### EXTRACT TO READ ###
Protein Probability Model for High-Throughput Protein Identification by Mass Spectrometry-Based Proteomics.
Gorka PrietoJesús VázquezPublished in: Journal of proteome research (2020)
Shotgun proteomics is the method of choice for high-throughput protein identification; however, robust statistical methods are essential to automatize this task while minimizing the number of false identifications. The standard method for estimating the false discovery rate (FDR) of individual identifications and keeping it below a threshold (typically 1%) is the target-decoy approach. However, numerous works have shown that FDR at the protein level may become much larger than FDR at the peptide level. The development of an appropriate scoring model to identify proteins from their peptides using high-throughput shotgun proteomics is highly needed. In this study, we present a novel protein-level scoring algorithm that uses the scores of the identified peptides and maintains all of the properties expected for a true protein probability. We also present a refinement of the picked method to calculate FDR at the protein level. These algorithms can be used together as a robust identification workflow suitable for large-scale proteomics, and we show that the identification performance of this workflow is superior to that of other widely used methods in several samples and using different search engines. Our protein probability model offers the scientific community an algorithm that is easy to integrate into protein identification workflows for the automated analysis of shotgun proteomics data.
###
CHECK YOUR UNDERSTANDING —
1: According to the abstract, why is an appropriate scoring model for identifying proteins from their peptides highly needed? Answer in one to three sentences.
2: Reproduce the abstract's heading, starting at "Protein Probability Model for" and ending at "proteome research (2020)", swapping "Mass Spectrometry-Based Proteomics" for "MS-Based Proteomics".
3: Answer these questions on the abstract:
(a) In which journal and year was it published?
(b) What is the standard method for estimating the false discovery rate of individual identifications?
(c) What threshold is the false discovery rate typically kept below?
### ENTRIES SUPPLIED ###
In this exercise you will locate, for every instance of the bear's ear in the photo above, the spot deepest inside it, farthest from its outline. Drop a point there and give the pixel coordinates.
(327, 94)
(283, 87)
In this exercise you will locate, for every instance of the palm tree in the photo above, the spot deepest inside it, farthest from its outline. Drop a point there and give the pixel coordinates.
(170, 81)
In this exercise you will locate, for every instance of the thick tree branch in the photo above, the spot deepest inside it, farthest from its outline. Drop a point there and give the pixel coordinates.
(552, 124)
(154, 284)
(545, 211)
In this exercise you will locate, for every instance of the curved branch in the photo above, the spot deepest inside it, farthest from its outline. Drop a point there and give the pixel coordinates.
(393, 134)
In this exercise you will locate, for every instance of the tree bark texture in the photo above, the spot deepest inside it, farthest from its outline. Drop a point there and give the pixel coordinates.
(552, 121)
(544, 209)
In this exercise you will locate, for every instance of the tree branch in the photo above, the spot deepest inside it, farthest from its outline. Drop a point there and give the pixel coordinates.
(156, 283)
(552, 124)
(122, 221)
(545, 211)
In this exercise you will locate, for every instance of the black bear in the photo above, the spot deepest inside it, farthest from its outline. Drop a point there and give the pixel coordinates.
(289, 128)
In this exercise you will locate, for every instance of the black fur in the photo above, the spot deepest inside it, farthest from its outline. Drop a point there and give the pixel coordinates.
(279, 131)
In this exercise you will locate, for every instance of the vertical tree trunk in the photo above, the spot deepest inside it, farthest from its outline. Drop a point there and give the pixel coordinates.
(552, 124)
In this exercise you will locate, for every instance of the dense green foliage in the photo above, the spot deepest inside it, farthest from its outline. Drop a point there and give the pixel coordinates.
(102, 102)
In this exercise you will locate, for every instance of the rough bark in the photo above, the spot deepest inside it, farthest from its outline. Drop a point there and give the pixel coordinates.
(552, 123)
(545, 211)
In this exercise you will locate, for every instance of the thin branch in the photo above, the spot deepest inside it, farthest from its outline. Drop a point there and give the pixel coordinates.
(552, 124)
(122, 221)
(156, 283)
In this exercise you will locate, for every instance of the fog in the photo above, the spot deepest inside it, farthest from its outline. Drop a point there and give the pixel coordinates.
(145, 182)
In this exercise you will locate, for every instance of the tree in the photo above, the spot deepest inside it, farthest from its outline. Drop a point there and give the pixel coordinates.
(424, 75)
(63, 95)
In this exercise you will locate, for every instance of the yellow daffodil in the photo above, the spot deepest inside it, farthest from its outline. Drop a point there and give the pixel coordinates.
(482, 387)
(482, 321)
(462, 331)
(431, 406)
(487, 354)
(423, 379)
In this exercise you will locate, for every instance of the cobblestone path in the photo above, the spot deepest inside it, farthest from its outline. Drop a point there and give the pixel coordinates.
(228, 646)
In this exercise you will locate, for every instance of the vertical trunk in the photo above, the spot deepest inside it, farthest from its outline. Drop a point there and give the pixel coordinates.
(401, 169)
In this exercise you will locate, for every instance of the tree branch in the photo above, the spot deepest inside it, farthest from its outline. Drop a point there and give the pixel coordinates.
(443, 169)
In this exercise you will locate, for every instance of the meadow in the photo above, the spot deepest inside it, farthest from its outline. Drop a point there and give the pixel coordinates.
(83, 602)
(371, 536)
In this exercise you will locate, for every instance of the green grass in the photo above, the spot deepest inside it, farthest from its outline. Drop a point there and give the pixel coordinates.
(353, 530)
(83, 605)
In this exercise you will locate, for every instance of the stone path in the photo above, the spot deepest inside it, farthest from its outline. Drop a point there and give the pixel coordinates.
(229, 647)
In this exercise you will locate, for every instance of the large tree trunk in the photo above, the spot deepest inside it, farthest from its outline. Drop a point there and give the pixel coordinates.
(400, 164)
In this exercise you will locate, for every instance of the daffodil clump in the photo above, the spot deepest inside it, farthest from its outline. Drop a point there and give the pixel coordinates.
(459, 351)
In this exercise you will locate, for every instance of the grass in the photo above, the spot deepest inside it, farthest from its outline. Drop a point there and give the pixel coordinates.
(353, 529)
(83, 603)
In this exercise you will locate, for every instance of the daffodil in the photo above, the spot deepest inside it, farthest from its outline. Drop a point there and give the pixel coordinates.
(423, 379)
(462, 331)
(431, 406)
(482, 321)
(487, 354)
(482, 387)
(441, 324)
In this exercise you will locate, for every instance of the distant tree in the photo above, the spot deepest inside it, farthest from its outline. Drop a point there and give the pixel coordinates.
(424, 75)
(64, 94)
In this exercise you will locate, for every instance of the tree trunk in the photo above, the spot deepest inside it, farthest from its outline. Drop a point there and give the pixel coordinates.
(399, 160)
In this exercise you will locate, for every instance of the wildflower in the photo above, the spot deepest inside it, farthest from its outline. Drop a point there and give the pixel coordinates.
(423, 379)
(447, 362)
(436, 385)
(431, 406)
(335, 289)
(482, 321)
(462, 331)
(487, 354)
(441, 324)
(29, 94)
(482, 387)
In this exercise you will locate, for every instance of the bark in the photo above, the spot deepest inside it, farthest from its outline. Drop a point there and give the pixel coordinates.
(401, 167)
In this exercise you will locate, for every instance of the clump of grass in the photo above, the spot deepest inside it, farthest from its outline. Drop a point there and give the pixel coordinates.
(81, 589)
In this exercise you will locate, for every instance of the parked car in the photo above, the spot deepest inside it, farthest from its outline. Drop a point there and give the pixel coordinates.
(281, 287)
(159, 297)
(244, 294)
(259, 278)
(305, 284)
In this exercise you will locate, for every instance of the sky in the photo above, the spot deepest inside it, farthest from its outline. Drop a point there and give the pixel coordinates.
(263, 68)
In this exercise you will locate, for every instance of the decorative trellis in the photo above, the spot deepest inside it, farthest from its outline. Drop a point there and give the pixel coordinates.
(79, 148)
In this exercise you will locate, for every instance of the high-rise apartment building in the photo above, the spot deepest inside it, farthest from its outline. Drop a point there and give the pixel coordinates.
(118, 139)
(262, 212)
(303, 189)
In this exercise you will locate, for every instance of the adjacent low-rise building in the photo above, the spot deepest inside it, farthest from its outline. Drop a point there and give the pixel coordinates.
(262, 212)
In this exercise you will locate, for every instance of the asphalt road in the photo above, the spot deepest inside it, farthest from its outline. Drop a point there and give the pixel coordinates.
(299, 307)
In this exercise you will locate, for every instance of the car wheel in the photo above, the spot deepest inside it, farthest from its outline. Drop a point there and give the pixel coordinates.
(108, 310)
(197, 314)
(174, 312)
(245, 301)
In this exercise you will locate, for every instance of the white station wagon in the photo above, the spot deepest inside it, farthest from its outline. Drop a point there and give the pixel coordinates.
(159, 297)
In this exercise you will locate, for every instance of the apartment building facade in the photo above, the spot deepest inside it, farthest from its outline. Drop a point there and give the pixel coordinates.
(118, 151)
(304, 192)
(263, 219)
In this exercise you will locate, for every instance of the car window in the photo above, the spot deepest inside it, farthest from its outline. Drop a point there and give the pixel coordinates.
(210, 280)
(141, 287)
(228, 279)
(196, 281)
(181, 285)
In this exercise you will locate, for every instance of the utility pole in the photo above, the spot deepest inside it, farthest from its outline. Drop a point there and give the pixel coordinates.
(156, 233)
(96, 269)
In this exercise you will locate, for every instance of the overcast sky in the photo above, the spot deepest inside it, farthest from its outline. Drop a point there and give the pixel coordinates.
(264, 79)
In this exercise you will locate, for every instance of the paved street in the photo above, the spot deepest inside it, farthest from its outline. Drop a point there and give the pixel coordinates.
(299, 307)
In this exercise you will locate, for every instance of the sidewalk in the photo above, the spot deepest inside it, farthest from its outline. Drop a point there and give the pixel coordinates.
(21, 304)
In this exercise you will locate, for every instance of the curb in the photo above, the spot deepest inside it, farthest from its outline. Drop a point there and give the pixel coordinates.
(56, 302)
###
ANSWERS —
1: Numerous works have shown that the false discovery rate at the protein level may become much larger than the false discovery rate at the peptide level. A scoring model that identifies proteins from their peptides in high-throughput shotgun proteomics is therefore needed.

2:
Protein Probability Model for High-Throughput Protein Identification by MS-Based Proteomics.
Gorka PrietoJesús VázquezPublished in: Journal of proteome research (2020)

3:
(a) Journal of proteome research, 2020
(b) The target-decoy approach
(c) 1%